» **Brief**: Can you put the lines below into a two-column CSV with the columns text and answer, one row for each line of text paired with all the coordinates listed under it? Quote each field, turn line breaks into spaces, and leave the pictures out.

(Dataset excerpt)
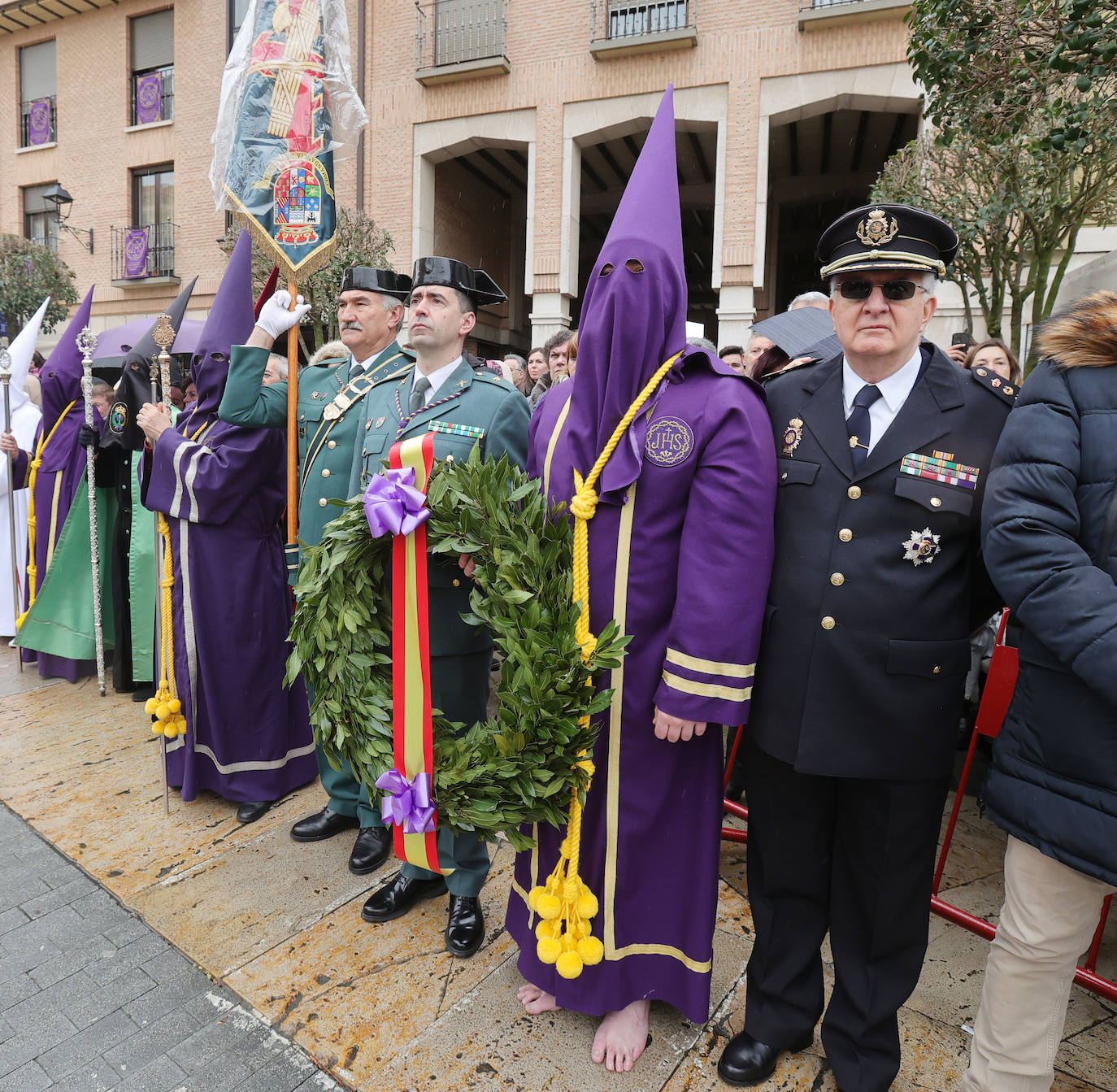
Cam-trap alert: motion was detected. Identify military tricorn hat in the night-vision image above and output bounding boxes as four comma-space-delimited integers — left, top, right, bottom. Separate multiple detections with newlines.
341, 265, 411, 304
412, 257, 508, 307
815, 205, 958, 280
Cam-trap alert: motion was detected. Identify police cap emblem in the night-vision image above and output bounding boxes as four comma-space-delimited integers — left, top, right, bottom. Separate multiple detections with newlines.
643, 417, 695, 466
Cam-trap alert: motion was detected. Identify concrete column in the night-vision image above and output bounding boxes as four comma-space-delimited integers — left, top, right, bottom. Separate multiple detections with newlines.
528, 292, 571, 346
717, 284, 756, 349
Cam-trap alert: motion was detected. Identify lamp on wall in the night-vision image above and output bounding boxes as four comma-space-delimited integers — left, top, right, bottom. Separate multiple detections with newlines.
42, 182, 93, 254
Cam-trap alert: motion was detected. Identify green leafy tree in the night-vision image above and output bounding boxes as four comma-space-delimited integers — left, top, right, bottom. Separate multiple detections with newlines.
0, 235, 77, 337
220, 208, 392, 360
872, 0, 1117, 359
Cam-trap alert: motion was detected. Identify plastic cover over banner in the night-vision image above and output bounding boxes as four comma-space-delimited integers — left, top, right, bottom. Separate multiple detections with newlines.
210, 0, 368, 276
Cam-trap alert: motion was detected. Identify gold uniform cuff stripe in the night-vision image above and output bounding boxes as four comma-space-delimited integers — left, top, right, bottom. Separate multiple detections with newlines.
663, 648, 756, 678
663, 671, 753, 702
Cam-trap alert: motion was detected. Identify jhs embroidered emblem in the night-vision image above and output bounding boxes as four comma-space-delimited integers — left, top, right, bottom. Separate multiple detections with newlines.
902, 528, 941, 569
643, 417, 695, 466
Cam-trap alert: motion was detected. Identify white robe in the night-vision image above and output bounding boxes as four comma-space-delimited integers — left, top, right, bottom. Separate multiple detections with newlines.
0, 392, 42, 638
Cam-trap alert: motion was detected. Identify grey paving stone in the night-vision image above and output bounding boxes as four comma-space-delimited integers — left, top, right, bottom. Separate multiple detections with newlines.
36, 1011, 137, 1081
104, 1006, 210, 1077
28, 940, 115, 990
89, 929, 168, 982
116, 1054, 186, 1092
0, 1062, 50, 1092
167, 1015, 250, 1073
19, 873, 96, 921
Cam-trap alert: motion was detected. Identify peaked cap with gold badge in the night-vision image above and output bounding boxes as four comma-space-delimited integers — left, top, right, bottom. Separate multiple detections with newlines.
815, 205, 958, 281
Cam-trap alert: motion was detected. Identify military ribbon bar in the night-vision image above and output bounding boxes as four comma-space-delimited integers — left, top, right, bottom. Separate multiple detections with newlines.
900, 451, 980, 489
389, 433, 443, 872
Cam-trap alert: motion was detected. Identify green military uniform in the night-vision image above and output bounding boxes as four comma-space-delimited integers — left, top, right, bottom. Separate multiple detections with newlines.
357, 359, 529, 896
218, 341, 412, 827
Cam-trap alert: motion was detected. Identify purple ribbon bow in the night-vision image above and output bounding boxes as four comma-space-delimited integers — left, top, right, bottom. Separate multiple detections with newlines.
376, 769, 434, 833
364, 466, 430, 536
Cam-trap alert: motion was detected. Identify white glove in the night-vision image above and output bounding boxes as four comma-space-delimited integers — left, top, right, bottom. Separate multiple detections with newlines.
256, 289, 311, 341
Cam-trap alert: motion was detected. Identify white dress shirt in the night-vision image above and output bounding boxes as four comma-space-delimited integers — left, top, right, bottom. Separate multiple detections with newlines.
841, 346, 923, 456
411, 357, 461, 406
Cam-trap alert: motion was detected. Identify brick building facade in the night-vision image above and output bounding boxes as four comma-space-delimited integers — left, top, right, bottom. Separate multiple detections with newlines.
0, 0, 1108, 351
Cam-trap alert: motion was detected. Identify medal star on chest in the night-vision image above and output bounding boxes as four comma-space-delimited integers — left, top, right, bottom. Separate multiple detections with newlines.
900, 528, 941, 569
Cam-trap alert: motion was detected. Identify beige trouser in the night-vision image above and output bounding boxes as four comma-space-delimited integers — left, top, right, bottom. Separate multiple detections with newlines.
961, 837, 1114, 1092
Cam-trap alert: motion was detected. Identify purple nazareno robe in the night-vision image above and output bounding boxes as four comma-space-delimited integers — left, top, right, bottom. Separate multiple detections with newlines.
141, 232, 319, 803
508, 366, 776, 1023
15, 287, 102, 683
508, 89, 776, 1024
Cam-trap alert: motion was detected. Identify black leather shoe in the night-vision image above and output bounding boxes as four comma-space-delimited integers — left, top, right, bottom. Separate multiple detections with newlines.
445, 895, 485, 959
361, 872, 445, 921
717, 1032, 815, 1088
290, 808, 358, 842
237, 800, 276, 823
350, 827, 392, 877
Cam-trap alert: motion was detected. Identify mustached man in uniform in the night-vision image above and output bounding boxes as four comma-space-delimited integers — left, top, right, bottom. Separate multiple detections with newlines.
220, 266, 411, 845
718, 205, 1015, 1092
357, 257, 529, 957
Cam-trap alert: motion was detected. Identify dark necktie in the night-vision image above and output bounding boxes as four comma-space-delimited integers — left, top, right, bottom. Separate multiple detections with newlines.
845, 383, 880, 471
408, 376, 430, 414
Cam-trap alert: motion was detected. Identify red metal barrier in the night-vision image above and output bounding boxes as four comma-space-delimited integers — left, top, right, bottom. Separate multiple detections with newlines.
722, 611, 1117, 1002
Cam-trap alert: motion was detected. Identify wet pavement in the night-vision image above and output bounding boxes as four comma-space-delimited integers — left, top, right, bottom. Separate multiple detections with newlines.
0, 642, 1117, 1092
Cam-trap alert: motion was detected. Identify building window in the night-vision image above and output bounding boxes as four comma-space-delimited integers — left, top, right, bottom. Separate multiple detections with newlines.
24, 185, 58, 254
113, 163, 176, 281
19, 39, 58, 147
226, 0, 248, 53
128, 8, 174, 125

» **Correct answer**:
text,answer
"Cam-trap alert: motion was detected. Identify military tricorn hat in the night-vision image above and output bounding boxes as four comma-space-delimited integers — left, top, right, bottom. Separate multiple detections with newlines.","341, 265, 411, 304 412, 257, 508, 307 815, 205, 958, 280"
"Cam-trap alert: motion was detected. Identify police cap emblem in the night-vision image above and output bounding boxes as four comma-space-delimited integers — left, top, right, bottom. Separate multiple detections with newlines.","643, 417, 695, 466"
"Cam-trap alert: motion was detected. Identify concrete column in the night-vision image above and output bounding boxes as four comma-space-delimited integers — left, top, right, bottom. Separate multiple detections with newlines.","528, 292, 571, 346 717, 284, 756, 349"
"Cam-trap alert: motion was detected. Identify lamp on wall in the night-vision image above and output bounding boxes as four comma-space-delimited integers — left, top, right, bottom. Separate multiple detections with newlines.","42, 182, 93, 254"
"Cam-trap alert: motion was detected. Identify green leafy tree in the night-vision image above and output bounding boxes as four comma-space-delimited integers — left, top, right, bottom. Separate multiple detections with newlines.","0, 235, 77, 337 220, 208, 392, 360 872, 0, 1117, 359"
"Cam-trap alert: motion was detected. Identify plastic cover over banner in the night-vision image above and output bounding boxes as four comma-space-delimited integers — left, top, right, bottom. Separate multiple detections with newlines.","210, 0, 368, 276"
"Cam-trap alert: motion was detected. Identify gold uniform cuff stripe in the night-vision image above and output bounding boxes as four comma-space-delimited integers — left, top, right, bottom. Separate multiple detections with newlines.","663, 648, 756, 678 663, 671, 753, 702"
"Cam-trap alert: motion was detected. Identify jhs embroidered emblem in the night-vision image above and output bounding boxes as four comma-space-delimited integers — left, top, right, bottom. Separate multiple detections with newlines.","902, 528, 941, 569 643, 417, 695, 466"
"Cam-trap alert: motion was detected. Identify white robe in the night-vision image above and output bounding boxes as four comma-space-delimited integers — left, top, right, bottom. Separate multiple detections with newlines.","0, 392, 42, 638"
"Cam-trap alert: motion was detected. Identify grey paving stone in the night-vision image above and output bounding boxes as four comma-space-delimited integers — left, top, right, bottom. Separate multiple detections with newlines.","36, 1011, 137, 1081 104, 1006, 210, 1077 28, 940, 115, 990 89, 929, 168, 982 116, 1054, 186, 1092 0, 1062, 50, 1092 167, 1015, 250, 1073 19, 873, 96, 921"
"Cam-trap alert: motion was detected. Identify peaked cap with gold badge in the night-vision image above and output bounding boxes as four comma-space-delimited integers — left, top, right, bottom. Separate multiple detections with newlines.","815, 205, 958, 281"
"Cam-trap alert: motion was detected. Identify military ribbon bar in the night-vision image above and output bounding boxes as four comma-space-delimited integers — left, top, right, bottom. Separate multiple detections with newlines.","900, 451, 980, 489 389, 433, 443, 872"
"Cam-trap alert: motion was detected. Identify green military uniform in the night-vision image above and output bounding boxes as four comma-space-delimited integers — left, top, right, bottom. Separate multiple detections with newlines.","357, 359, 529, 896 218, 341, 412, 827"
"Cam-trap alert: motion was detected. Identify purple ribbon bow in the night-vision image above and output bounding boxes as four comma-space-delimited integers — left, top, right, bottom. Separate multiple detections with newlines.","376, 769, 434, 833 364, 466, 430, 536"
"Cam-trap alert: motion was detected. Identify white glove in the night-vision image above and output bounding boxes as four comma-space-delimited integers — left, top, right, bottom. Separate multiple detections with newlines.","256, 289, 311, 341"
"Cam-trap alert: motion was detected. Identify white dress shirt in the night-vision image above and output bounding boxes as four comma-space-delimited integers — left, top, right, bottom. Separate multiple detections with newlines.","841, 346, 923, 456 411, 357, 461, 406"
"Cam-trap alert: motion was detected. Identify brick building facade in the night-vision image above and output bounding boxes as four comma-space-delimited integers — left, top, right, bottom. Separate multiple detections with newlines.","0, 0, 1108, 351"
"Cam-trap alert: motion was detected. Identify medal star on chest in the night-vision image above and output bounding boxes as four comma-space-delimited integers — left, top, right, bottom. Separate multiple detections with newlines.","900, 528, 941, 569"
"Cam-trap alert: motion was detected. Identify beige trouser in the night-vision image above and output bounding boxes as four comma-space-delimited integers — left, top, right, bottom. Separate multiple detections with newlines.","961, 837, 1114, 1092"
"Cam-trap alert: motion was detected. Identify purple nazareno robe in the night-vision image above and output bounding boxes as four comma-space-delimited integers — left, top, right, bottom. Separate multiple detections with newlines.","141, 232, 319, 803 508, 366, 776, 1023 15, 287, 102, 683 508, 89, 776, 1024"
"Cam-trap alert: motion was detected. Identify black leather shoe in the night-vision image above and output bounding boxes as four comma-space-delimited integers — left, top, right, bottom. Separate multiple detections with newlines.","445, 895, 485, 959 361, 872, 445, 921 717, 1032, 815, 1088 290, 808, 358, 842 237, 800, 276, 823 350, 827, 392, 877"
"Cam-trap alert: motion was detected. Identify mustached man in uniform in the night-vision image above and output bounding boxes as four comma-space-delimited integers — left, top, right, bottom. Separate multiple detections with newlines.","220, 266, 411, 845 718, 205, 1015, 1092 357, 257, 529, 957"
"Cam-trap alert: motion was detected. Identify dark necktie in the night-vision image above and output bounding boxes as four comma-space-delimited integers — left, top, right, bottom. Separate multiple detections with newlines.","845, 383, 880, 471 408, 376, 430, 414"
"Cam-trap alert: motion was detected. Identify red metal barrier in the night-vision image above and output bounding boxes as four comma-space-delimited integers — left, top, right, bottom. Separate multiple detections with newlines.","722, 611, 1117, 1002"
"Cam-trap alert: motion was detected. Identify wet pavement in the night-vision image above and output bounding boxes as four comma-space-delimited integers — left, top, right, bottom. Separate multiple detections with newlines.","0, 642, 1117, 1092"
"Cam-trap alert: motion was detected. Identify building window in the night-vision image above and output bounding boxes as four comma-space-delimited integers — left, top, right, bottom. Separate multiple detections with newlines.","24, 185, 58, 254 113, 163, 176, 281 19, 39, 58, 147 226, 0, 248, 53 128, 8, 174, 125"